Görev Yönergesi:
Alıntılanan metinde tanıtılan tez hangi üniversitede ve hangi yılda hazırlanmıştır?

━━ Alıntılanan Metin ━━

Geri Dön

Defiant Medusa Gaze in Gillian Flynn's Gone Girl and Stieg Larsson's Millennium Trilogy

Gillian Flynn'in Kayıp Kız ve Stieg Larsson'ın Millenyum Üçlemesi'ndeki meydan okuyan Medusa Bakışı

  1. Tez No: 667161
  2. Yazar: ÖZLEM KOYUNCU ÖNCEL
  3. Danışmanlar: DOÇ. DR. GILLIAN M. E. ALBAN
  4. Tez Türü: Yüksek Lisans
  5. Konular: İngiliz Dili ve Edebiyatı, English Linguistics and Literature
  6. Anahtar Kelimeler: Azman Kadın, Medusa Bakışı, Erkek Bakışı, Ölümcül Kadın, Kadın Nesnelliği, Erkek Öznelliği, İğrençlik, Monstrous Feminine, Medusa Gaze, Male Gaze, Femme Fatale, Female Objectivity, Male Subjectivity, Abjection
  7. Yıl: 2020
  8. Dil: İngilizce
  9. Üniversite: İstanbul Aydın Üniversitesi
  10. Enstitü: Lisansüstü Eğitim Enstitüsü
  11. Ana Bilim Dalı: İngiliz Dili ve Edebiyatı Ana Bilim Dalı
  12. Bilim Dalı: İngiliz Dili ve Edebiyatı Bilim Dalı
  13. Sayfa Sayısı: 87

Özet

Geleneksel anlatımlarda, dişi canavar kötü bir karakteri simgeler ve bir ajansı yoktur. Canavar, ceza olarak lanetlendiği için canavara dönüşür. Ancak çağdaş romanlarda güçlü kadınlar bu laneti alır ve onu baskıcı ataerkil zihniyete karşı bir silah olarak kullanır. Modern edebiyatta kadınlar, canavarlığı olumsuzluktan alıp kendileri için olumluya çevirerek ve bunu bilerek ve isteyerek yaparak hayatlarını kontrol etmeyi başarırlar. Çağdaş yazarlar, cezadan ziyade kendi inisiyatifini kendi ellerine alan ve ataerkil toplumda canavarlığı ataerkillikten geri alarak etkinliğini kazanan kadınları tanıtır. Gillian Flynn'in Kayıp Kız romanının Muhteşem Amy'si ve Stieg Larsson'ın Milenyum Üçlemesi (Ejderha Dövmeli Kız, Ateşle Oynayan Kız, Arı Kovanına Çomak Sokan Kız) romanının Lisbeth Salander'ı; ataerkil ideolojinin erkek bakışını kendi Medusa bakışlarıyla taşlaştırarak cinsiyetlerini aşıyorlar. Amy ve Lisbeth, zalim erkek öznelliğinin kurbanı ve nesnesi olmak yerine, kaderlerinde olan mağduriyetlerini zorlu canavar kadınlar olarak aşıp geleneksel pasif kadın arketipine meydan okuyor. Kocasının egosantrik erkek öznelliğinin ve ebeveynlerinin intihal ebeveynliği tarafından istismar edilen Amy Elliot Dunne, ölümcül kadın arketipi olarak okuyucuların melek eş beklentilerinin tasvirini bozuyor. Lisbeth Salander, çocukluğundan beri fiziksel ve psikolojik istismarın intikamcı bir hadım edeni olarak duruyor. Bu tez, Barbara Creed'in 'Azman Kadın', Julia Kristeva'nın 'İğrençlik' ve Gillian M. E. Alban'ın 'Medusa Bakışı' kavramlarının objektifinden her iki metnin de okumasıyla, modern popüler kültürde çağdaş güçlü azman kadın arketipinin yeni bir eleştirel anlayışını sağlamayı amaçlamaktadır.

━━━
━━ Seçilmiş Kayıtlar ━━

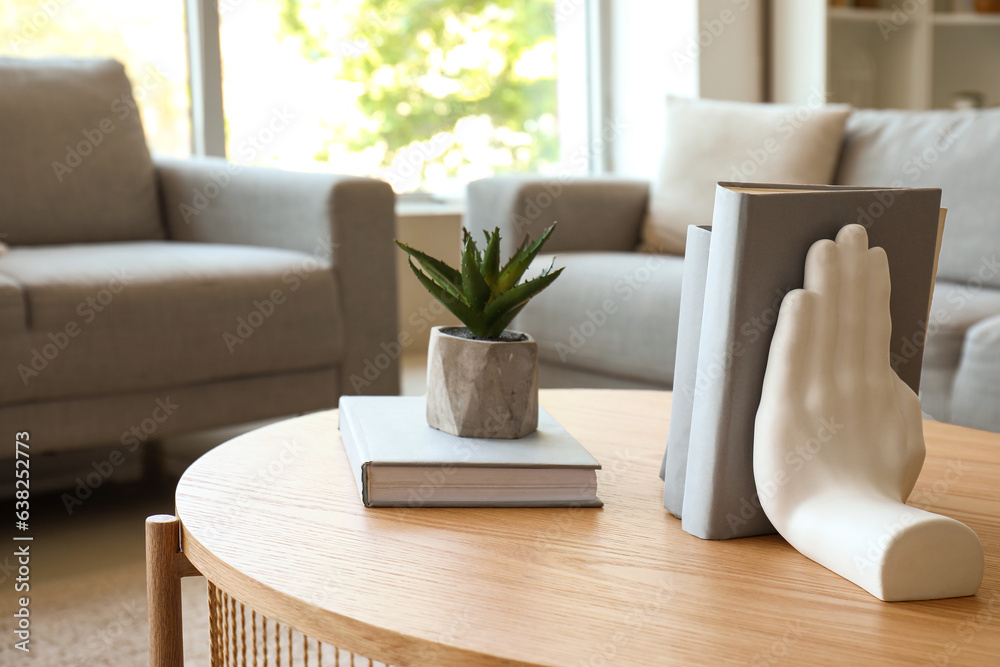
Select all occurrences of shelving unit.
[771,0,1000,109]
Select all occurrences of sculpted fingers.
[761,290,816,405]
[804,239,840,386]
[865,248,892,381]
[835,225,868,385]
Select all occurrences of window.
[219,0,572,194]
[0,0,191,157]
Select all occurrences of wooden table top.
[177,390,1000,667]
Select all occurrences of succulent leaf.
[482,227,500,290]
[483,267,565,324]
[396,241,462,297]
[497,223,556,293]
[462,233,490,312]
[396,223,563,339]
[409,260,487,336]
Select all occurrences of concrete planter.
[427,327,538,439]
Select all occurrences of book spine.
[660,225,712,517]
[338,396,370,507]
[682,188,774,539]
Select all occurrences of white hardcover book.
[340,396,603,507]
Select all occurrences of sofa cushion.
[513,252,684,386]
[0,58,163,245]
[915,280,1000,421]
[951,315,1000,433]
[0,241,343,402]
[0,275,28,334]
[641,97,850,254]
[836,109,1000,287]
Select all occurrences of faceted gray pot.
[427,327,538,439]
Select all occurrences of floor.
[0,355,426,667]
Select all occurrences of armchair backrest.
[0,58,163,245]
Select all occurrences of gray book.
[668,183,942,539]
[660,225,712,518]
[340,396,603,508]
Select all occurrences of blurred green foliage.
[281,0,559,189]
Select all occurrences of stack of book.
[340,396,603,508]
[660,183,944,539]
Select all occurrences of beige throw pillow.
[639,97,850,255]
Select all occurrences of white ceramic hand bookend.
[753,225,983,601]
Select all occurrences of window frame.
[185,0,615,183]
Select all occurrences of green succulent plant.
[396,223,565,339]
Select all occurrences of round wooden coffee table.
[177,390,1000,667]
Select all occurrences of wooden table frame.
[147,390,1000,667]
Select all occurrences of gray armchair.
[0,58,399,462]
[466,176,684,389]
[467,108,1000,432]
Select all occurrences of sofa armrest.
[465,176,649,256]
[156,158,399,394]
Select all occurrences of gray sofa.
[0,58,399,457]
[466,109,1000,431]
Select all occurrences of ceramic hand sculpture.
[753,225,983,601]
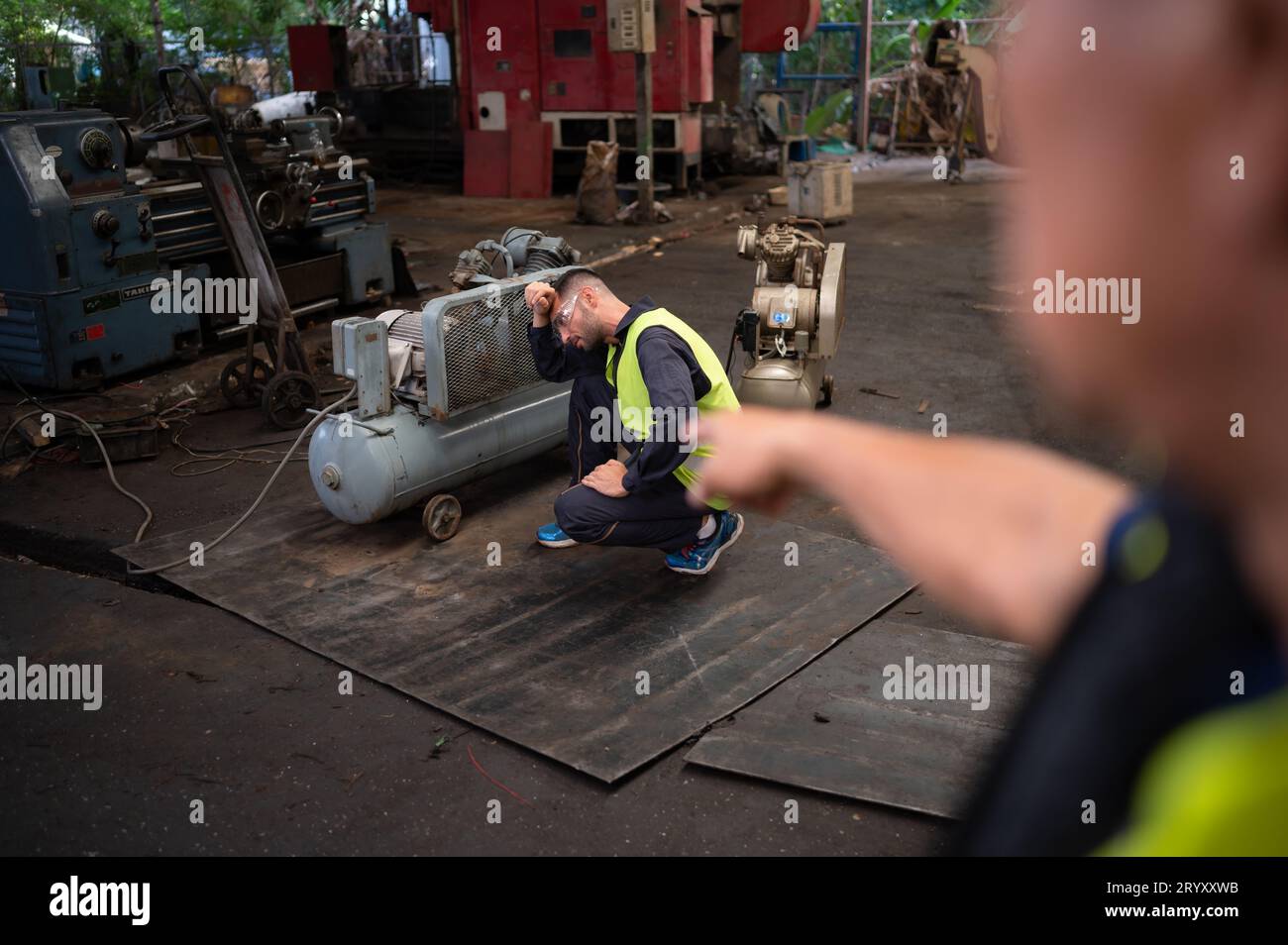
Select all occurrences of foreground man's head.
[1004,0,1288,502]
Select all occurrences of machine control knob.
[89,210,121,240]
[80,128,116,170]
[321,463,340,489]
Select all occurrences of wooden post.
[854,0,872,151]
[635,52,656,223]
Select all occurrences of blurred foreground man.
[698,0,1288,855]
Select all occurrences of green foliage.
[0,0,390,109]
[805,89,854,138]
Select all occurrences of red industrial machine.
[291,0,820,197]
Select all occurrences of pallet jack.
[138,64,321,430]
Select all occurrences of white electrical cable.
[0,383,358,575]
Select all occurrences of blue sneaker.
[666,512,742,575]
[537,521,577,549]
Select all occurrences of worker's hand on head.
[523,282,559,328]
[581,460,628,498]
[688,407,808,515]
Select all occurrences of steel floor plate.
[116,482,911,783]
[686,619,1030,817]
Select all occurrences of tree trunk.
[152,0,164,65]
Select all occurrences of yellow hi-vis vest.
[1096,688,1288,856]
[605,308,738,510]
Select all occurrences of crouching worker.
[525,267,743,575]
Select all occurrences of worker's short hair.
[553,265,615,299]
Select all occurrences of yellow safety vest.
[605,308,739,508]
[1098,690,1288,856]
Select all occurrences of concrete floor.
[0,158,1124,855]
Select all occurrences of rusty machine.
[725,216,845,409]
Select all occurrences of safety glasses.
[550,295,577,338]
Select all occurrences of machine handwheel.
[420,494,461,542]
[259,370,319,430]
[219,356,273,408]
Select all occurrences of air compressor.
[309,266,572,541]
[725,216,845,409]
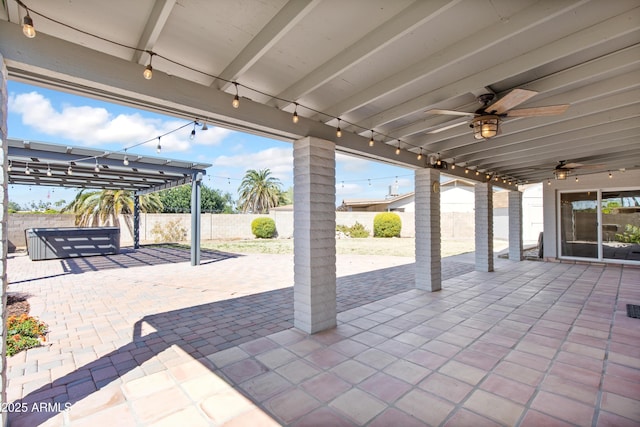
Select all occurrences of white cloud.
[336,153,371,172]
[9,91,232,152]
[212,147,293,181]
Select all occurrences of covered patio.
[7,249,640,427]
[0,0,640,425]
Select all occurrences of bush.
[251,216,276,239]
[7,314,47,356]
[373,212,402,237]
[336,221,369,239]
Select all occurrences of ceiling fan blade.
[425,109,475,117]
[507,104,569,117]
[427,120,468,134]
[485,89,538,114]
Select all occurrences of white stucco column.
[293,137,336,333]
[475,182,493,271]
[509,191,523,261]
[0,54,9,426]
[415,168,442,291]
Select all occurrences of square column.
[0,53,9,426]
[415,168,442,292]
[475,182,493,271]
[293,137,336,334]
[509,191,524,261]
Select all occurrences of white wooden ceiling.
[0,0,640,184]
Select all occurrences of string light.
[231,82,240,108]
[291,102,300,123]
[142,52,154,80]
[19,2,36,39]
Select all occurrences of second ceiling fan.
[427,89,569,139]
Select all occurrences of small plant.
[251,216,276,239]
[151,220,187,243]
[616,224,640,243]
[373,212,402,237]
[336,221,369,239]
[7,314,48,356]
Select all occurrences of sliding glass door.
[560,191,598,259]
[600,190,640,261]
[559,189,640,262]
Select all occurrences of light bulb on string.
[291,102,300,123]
[142,52,154,80]
[22,7,36,39]
[231,82,240,108]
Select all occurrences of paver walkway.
[8,249,640,427]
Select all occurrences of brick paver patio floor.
[7,251,640,427]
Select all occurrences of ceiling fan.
[427,89,569,139]
[553,160,604,180]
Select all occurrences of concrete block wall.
[509,191,524,261]
[475,182,493,271]
[293,137,337,334]
[414,169,442,291]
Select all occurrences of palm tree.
[238,169,281,214]
[62,190,162,228]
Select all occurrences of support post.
[415,168,442,292]
[475,182,493,271]
[191,172,202,265]
[0,53,9,426]
[293,137,336,334]
[133,194,140,249]
[509,191,524,261]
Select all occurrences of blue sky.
[8,81,413,206]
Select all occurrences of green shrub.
[336,221,369,239]
[6,314,48,356]
[251,216,276,239]
[373,212,402,237]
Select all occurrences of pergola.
[6,138,211,265]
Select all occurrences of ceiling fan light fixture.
[471,114,500,139]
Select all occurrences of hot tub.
[25,227,120,261]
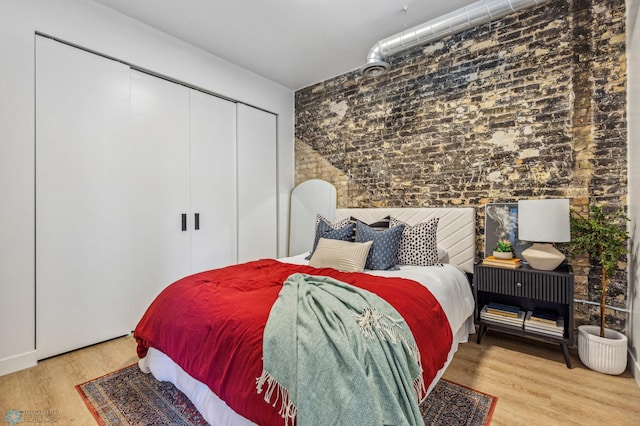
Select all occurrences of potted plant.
[493,240,513,259]
[568,204,629,374]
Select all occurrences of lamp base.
[522,243,565,271]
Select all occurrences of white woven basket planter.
[578,325,627,375]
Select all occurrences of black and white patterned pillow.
[305,214,355,260]
[389,217,442,266]
[356,221,404,270]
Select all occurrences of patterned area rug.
[76,364,496,426]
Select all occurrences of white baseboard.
[0,351,38,376]
[628,348,640,387]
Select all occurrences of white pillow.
[309,238,373,272]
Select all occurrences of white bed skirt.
[138,317,475,426]
[138,253,475,426]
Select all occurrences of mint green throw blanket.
[256,273,425,426]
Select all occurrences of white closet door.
[190,90,237,273]
[130,70,192,325]
[35,37,134,359]
[237,104,278,262]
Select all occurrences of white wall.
[0,0,294,375]
[626,0,640,385]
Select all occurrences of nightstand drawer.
[475,266,573,303]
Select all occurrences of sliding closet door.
[190,90,237,272]
[237,104,278,262]
[35,37,135,359]
[130,71,192,325]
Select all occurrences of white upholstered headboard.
[335,207,476,273]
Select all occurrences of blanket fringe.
[353,307,427,401]
[256,370,298,426]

━━━

Görev Çıktısı:
Tez, 2020 yılında İstanbul Aydın Üniversitesi'nde hazırlanmıştır.